## Task statement
Give the listing again exactly as written.

## Data in this exercise
───

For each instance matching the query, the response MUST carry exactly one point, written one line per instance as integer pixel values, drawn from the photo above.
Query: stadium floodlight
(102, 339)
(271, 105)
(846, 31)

───

## The completed task
For each instance matching the query, the response MUST carry exactly one point, written one line per instance as integer pixel values, drawn from the photo above.
Query: stadium floodlight
(102, 339)
(271, 105)
(846, 31)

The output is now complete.